• EXCERPT PROVIDED
-----
LUMA Arles / Frank Gehry
The Luma Arles campus was opened at the end of June, where, as the new landmark, a spectacular 56 m high tower stands out with its 15,000 sqm surface area and its façade covered with 11,000 irregularly arranged stainless steel panels, that capture the light of Arles and those reflections so dear to architect Gehry.
With the completion of the Luma Tower, designed by famous American architect Frank Gehry, Luma Arles officially opened to the public last June. Luma Arles is the creative campus of the Luma Foundation, a nonprofit organization established in Switzerland in 2004 by the art collector and patron Maja Hoffmann and focused on the relationships between art and culture, research, environmental respect, human rights and education.
The Foundation, that since 2013 has had also a home in France, in the city of Arles – famous for its impressive Roman
monuments and the many ancient and modern buildings listed as World Heritage Sites for which it has obtained the title of City of Art and History – has started, in collaboration with architect Frank Gehry, the project to restore an abandoned industrial area of 11 hectares, previously occupied by seven railway warehouses, which has been transformed into the Parc des Atelier: a far-sighted model of a site dedicated to contemporary creation with the aim of promoting the activity of artists, professionals, researchers and independent scientists at an international level.
After the renovation of most of the warehouses, turned into exhibition or performance spaces or Art Residences,
and the completion of the public park, transformed by Belgian landscape architect Bas Smets into a neat garden
connecting the site with the city, the Luma Arles campus was opened at the end of June, where, as the new landmark, a
spectacular 56 m high tower stands out with its 15,000 sqm surface area and its façade covered with 11,000 irregularly
arranged stainless steel panels, that capture the light of Arles and those reflections so dear to architect Gehry.
In the new Luma Tower, built to house exhibition spaces, research and archive facilities, workshop and seminar rooms and a rooftop panoramic terrace, there are evident references, sought-for by architect Frank Gehry, to important natural, architectural and artistic symbols of the city of Arles. To create a dialogue with the skyline of Arles, populated with several towers built from the ancient times to the Middle Ages up to the present, the architect drew inspiration from the limestone peaks of the Alpilles, the small mountain range that rises from the Rhone Valley northeast of Arles. These jagged geological formations, which stand in stark contrast to the plain of the valley from which they emerge, have had a strong formal and contextual impact on the new building.
The same rock masses have played a significant role also in Van Gogh’s pictorial practice after his stay in Arles: the traits with which the artist depicted the Alpilles influenced the criterion of fragmentation of the tower surface into irregular, visible modules, reinforcing the image of a dynamic painterly building, which changes in appearance as one moves around it.
-----
• Saved entries
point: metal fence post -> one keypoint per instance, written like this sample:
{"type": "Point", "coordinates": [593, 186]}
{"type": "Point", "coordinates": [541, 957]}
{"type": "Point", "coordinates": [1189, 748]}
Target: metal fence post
-----
• GOAL OF THE EXERCISE
Could you condense the paragraph of the text about Luma Arles that begins "With the completion of the Luma Tower" into a short bulleted list that keeps its main facts? This material has no connection to the text about Luma Arles.

• WORKED SOLUTION
- Luma Arles opened to the public last June, once the Luma Tower was finished.
- The tower was designed by American architect Frank Gehry.
- Luma Arles is the creative campus of the Luma Foundation.
- The foundation is a nonprofit set up in Switzerland in 2004 by art collector and patron Maja Hoffmann.
- Its focus is the relationships between art and culture, research, environmental respect, human rights and education.